■ What is required ■
Set out all the entries below as a numbered list, skipping blank lines and leaving the pictures out.

■ Dataset entries ■
________________
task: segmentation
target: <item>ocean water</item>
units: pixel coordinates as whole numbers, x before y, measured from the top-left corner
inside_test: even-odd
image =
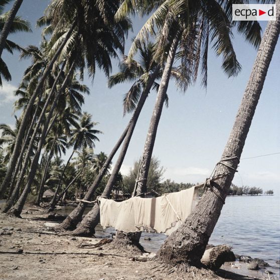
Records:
________________
■ Reply ■
1. task: segmentation
2. target: <item>ocean water</item>
3. units: pixel coordinates as whole numbers, x before y, measured from the top-left corner
4. inside_test: even-odd
5. image =
6. Records:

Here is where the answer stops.